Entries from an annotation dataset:
++++++++++

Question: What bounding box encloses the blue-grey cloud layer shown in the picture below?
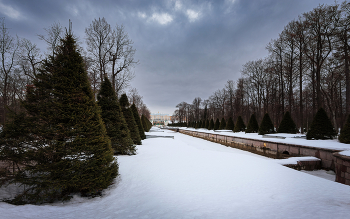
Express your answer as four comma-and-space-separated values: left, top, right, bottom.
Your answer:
0, 0, 333, 114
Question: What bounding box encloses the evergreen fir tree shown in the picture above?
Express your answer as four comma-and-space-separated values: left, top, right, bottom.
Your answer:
225, 117, 235, 131
219, 118, 226, 130
259, 113, 275, 135
119, 94, 142, 145
197, 120, 203, 129
141, 115, 152, 132
306, 108, 336, 140
233, 116, 245, 132
214, 118, 220, 130
338, 116, 350, 144
203, 105, 208, 120
203, 119, 210, 130
245, 113, 259, 133
97, 78, 136, 155
208, 119, 214, 130
0, 34, 118, 204
277, 111, 298, 134
130, 104, 146, 140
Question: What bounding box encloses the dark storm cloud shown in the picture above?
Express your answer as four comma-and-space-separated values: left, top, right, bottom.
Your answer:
0, 0, 333, 114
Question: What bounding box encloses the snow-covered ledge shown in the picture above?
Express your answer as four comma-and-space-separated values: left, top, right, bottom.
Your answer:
333, 151, 350, 185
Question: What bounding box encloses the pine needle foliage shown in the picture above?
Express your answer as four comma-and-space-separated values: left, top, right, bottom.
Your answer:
97, 78, 136, 155
259, 113, 275, 135
306, 108, 336, 140
130, 104, 146, 140
0, 34, 118, 204
208, 119, 214, 130
196, 120, 202, 129
338, 116, 350, 144
119, 94, 142, 145
277, 111, 298, 134
245, 113, 259, 133
141, 115, 152, 132
233, 116, 245, 132
225, 117, 235, 131
203, 119, 210, 130
219, 118, 226, 130
214, 118, 220, 130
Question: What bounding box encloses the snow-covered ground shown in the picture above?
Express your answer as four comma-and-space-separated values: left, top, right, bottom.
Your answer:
180, 128, 350, 154
0, 131, 350, 219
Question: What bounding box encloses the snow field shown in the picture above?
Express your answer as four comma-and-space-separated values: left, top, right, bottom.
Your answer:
0, 131, 350, 219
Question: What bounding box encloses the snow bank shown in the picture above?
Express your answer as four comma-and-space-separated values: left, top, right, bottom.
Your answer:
180, 128, 350, 150
273, 157, 321, 165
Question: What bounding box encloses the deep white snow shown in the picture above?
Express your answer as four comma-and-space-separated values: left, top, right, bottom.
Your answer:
180, 128, 350, 153
0, 131, 350, 219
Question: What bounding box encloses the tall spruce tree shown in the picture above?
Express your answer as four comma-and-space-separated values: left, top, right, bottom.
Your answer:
203, 119, 210, 130
214, 118, 220, 130
245, 113, 259, 133
306, 108, 337, 140
141, 114, 152, 132
97, 78, 136, 155
208, 119, 214, 130
130, 104, 146, 140
338, 116, 350, 144
0, 33, 118, 204
119, 94, 142, 145
277, 111, 298, 134
259, 113, 275, 135
233, 116, 245, 132
219, 118, 226, 130
225, 117, 235, 131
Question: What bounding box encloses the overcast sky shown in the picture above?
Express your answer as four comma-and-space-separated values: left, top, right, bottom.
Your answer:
0, 0, 334, 115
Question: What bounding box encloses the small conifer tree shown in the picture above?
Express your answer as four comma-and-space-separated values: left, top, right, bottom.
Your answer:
277, 111, 298, 134
97, 78, 136, 155
208, 119, 214, 130
259, 113, 275, 135
197, 120, 203, 129
203, 119, 210, 130
214, 118, 220, 130
119, 94, 142, 145
338, 116, 350, 144
219, 118, 226, 130
233, 116, 245, 132
130, 103, 146, 140
306, 108, 336, 140
141, 115, 152, 132
245, 113, 259, 133
225, 117, 235, 131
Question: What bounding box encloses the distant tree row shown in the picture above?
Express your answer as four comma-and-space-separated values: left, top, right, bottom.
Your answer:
172, 1, 350, 132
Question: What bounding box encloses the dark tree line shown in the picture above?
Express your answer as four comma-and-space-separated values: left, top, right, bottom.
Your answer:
0, 20, 150, 204
173, 1, 350, 132
0, 18, 150, 126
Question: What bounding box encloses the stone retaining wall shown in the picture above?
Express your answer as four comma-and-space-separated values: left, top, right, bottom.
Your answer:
334, 153, 350, 185
179, 129, 339, 171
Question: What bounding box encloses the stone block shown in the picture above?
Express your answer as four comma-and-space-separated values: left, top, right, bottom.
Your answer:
336, 158, 345, 165
326, 151, 335, 160
337, 158, 350, 167
289, 146, 299, 154
318, 150, 332, 160
340, 165, 347, 173
345, 173, 350, 180
322, 160, 332, 169
266, 143, 277, 151
344, 179, 350, 185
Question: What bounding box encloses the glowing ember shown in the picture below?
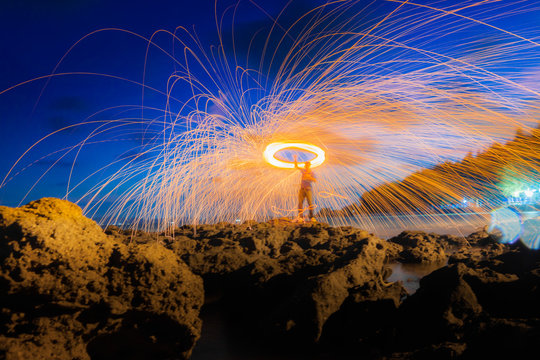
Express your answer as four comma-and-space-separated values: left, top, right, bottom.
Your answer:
263, 142, 326, 169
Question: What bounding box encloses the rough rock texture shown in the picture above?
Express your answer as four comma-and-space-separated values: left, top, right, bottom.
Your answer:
0, 198, 204, 359
160, 221, 404, 346
388, 231, 448, 264
394, 247, 540, 359
0, 199, 540, 359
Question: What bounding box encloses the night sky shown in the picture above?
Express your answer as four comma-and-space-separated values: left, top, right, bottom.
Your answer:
0, 0, 539, 210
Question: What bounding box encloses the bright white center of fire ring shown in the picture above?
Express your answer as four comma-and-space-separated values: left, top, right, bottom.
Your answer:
263, 142, 326, 169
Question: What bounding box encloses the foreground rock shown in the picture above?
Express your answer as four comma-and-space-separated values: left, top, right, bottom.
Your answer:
388, 231, 448, 264
0, 198, 204, 359
0, 199, 540, 359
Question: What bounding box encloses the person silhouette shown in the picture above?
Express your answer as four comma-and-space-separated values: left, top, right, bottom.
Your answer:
294, 155, 317, 222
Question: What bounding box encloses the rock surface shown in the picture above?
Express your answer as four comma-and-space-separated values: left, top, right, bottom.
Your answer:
0, 199, 540, 359
0, 198, 204, 359
388, 231, 447, 264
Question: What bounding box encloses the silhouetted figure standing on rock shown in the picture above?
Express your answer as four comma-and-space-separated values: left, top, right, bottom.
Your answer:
294, 155, 317, 222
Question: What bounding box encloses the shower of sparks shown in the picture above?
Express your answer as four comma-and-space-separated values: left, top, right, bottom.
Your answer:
1, 1, 540, 235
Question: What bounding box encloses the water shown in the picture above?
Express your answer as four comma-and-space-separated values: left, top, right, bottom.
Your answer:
191, 213, 484, 360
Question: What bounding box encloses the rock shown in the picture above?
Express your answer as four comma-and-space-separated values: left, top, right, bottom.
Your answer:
320, 281, 407, 358
273, 238, 386, 343
398, 264, 482, 349
0, 198, 204, 359
388, 231, 447, 264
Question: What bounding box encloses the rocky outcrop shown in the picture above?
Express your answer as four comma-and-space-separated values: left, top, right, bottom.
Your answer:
0, 198, 204, 359
388, 231, 448, 264
394, 247, 540, 359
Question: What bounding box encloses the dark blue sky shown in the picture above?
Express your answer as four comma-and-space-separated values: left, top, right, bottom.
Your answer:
0, 0, 539, 206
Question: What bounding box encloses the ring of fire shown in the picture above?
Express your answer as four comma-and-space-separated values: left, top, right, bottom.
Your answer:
263, 142, 326, 169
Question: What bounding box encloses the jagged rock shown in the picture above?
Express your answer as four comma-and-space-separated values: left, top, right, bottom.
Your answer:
0, 198, 204, 359
273, 238, 386, 343
388, 231, 447, 263
398, 264, 482, 348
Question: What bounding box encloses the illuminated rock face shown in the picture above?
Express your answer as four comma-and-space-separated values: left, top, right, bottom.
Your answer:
0, 198, 204, 359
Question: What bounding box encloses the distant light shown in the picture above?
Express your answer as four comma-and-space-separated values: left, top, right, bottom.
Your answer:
263, 142, 326, 169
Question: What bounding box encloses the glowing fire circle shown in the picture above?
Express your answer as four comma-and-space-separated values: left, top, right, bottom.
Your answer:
263, 142, 326, 169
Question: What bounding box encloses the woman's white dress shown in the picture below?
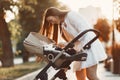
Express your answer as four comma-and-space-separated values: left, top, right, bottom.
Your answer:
62, 11, 107, 69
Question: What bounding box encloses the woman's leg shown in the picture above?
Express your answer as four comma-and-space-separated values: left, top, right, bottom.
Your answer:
76, 69, 86, 80
86, 64, 99, 80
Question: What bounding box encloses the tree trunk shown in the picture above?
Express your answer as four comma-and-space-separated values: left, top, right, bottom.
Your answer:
0, 10, 14, 67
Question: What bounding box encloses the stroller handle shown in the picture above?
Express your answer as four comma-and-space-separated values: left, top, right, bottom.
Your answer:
64, 29, 100, 50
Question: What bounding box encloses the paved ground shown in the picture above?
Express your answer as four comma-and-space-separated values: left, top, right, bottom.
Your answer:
16, 63, 120, 80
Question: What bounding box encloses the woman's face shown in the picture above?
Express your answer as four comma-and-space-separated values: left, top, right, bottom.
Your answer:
46, 16, 60, 24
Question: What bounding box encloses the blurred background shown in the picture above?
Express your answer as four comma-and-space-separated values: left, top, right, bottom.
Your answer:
0, 0, 120, 80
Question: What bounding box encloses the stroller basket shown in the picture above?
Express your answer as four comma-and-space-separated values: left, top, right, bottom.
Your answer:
23, 32, 54, 56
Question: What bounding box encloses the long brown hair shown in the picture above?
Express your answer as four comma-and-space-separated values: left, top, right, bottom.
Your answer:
40, 7, 68, 43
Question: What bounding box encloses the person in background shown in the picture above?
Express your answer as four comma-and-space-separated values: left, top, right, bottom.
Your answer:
39, 7, 107, 80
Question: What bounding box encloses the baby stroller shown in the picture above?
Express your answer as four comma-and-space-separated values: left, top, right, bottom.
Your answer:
24, 29, 99, 80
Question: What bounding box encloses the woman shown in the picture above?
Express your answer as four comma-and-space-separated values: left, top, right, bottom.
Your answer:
40, 7, 107, 80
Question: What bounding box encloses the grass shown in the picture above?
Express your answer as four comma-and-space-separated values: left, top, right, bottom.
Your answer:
0, 62, 45, 80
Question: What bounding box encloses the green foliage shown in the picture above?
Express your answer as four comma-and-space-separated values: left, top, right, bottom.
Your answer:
115, 18, 120, 32
113, 43, 120, 60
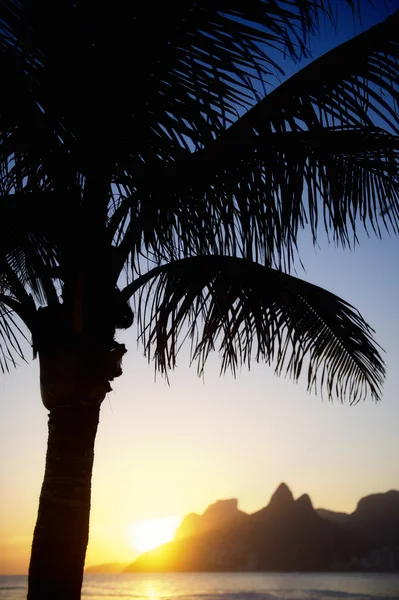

++++++++++

Reproduce the lines of the listing above word for word, starting with the line that contains "Question: What bounding box encloses the snow-covered ground" and continuing up to and including the line that contains "172, 1, 350, 132".

TASK SOLUTION:
Question: What bounding box encloses the snow-covered ground shown in the picture above?
Express your answer as four comma-and-space-separated values: left, top, right, bottom.
Your answer:
180, 128, 350, 154
0, 131, 350, 219
Question: What bounding box encloses the snow field shown in the picture above?
Express your answer as four comma-and-space-separated values: left, top, right, bottom.
Your answer:
0, 131, 350, 219
Question: What bounding box encloses the snow bank shown in the picture above?
Express your answer as four comma-and-space-separated values: left, top, right, bottom.
Your answer:
180, 128, 350, 150
273, 157, 321, 165
Question: What bounding box encloses the deep white snow shown in the picture above?
Express your answer as four comma-and-space-separated values: left, top, right, bottom.
Your answer:
180, 128, 350, 153
0, 131, 350, 219
Question: What bounding box encloses the tall spruce tree shown in the picture above?
Express your answer as four comma-and-space-separated values: left, top, right, bottom.
Your answer:
203, 119, 210, 130
214, 118, 220, 130
245, 113, 259, 133
306, 108, 337, 140
141, 114, 152, 132
97, 78, 136, 155
208, 119, 214, 130
130, 104, 146, 140
338, 116, 350, 144
0, 33, 118, 204
119, 94, 142, 145
277, 111, 298, 134
259, 113, 275, 135
233, 116, 245, 132
219, 118, 226, 130
225, 117, 235, 131
Question: What bounding box encloses the overcast sky shown in the picture above?
Express your answer as four comma-and-space-separated values: left, top, right, bottom.
Your answer:
0, 0, 334, 115
Question: What bounding box encloses the small conifer tree shown in the picture above?
Express your answer as four comma-and-space-separated values: left, top, right, bottom.
Your answer:
277, 111, 298, 134
97, 78, 136, 155
208, 119, 214, 130
259, 113, 275, 135
197, 120, 203, 129
203, 119, 210, 130
214, 118, 220, 130
119, 94, 142, 145
338, 116, 350, 144
219, 118, 226, 130
233, 116, 245, 132
130, 103, 146, 140
306, 108, 336, 140
141, 115, 152, 132
245, 113, 259, 133
225, 117, 235, 131
Question: What bounding box encloses the distant tree row shown in the picture above?
Express your answer as four comma-and-space-separated values: left, top, right, bottom.
Your answer:
172, 1, 350, 132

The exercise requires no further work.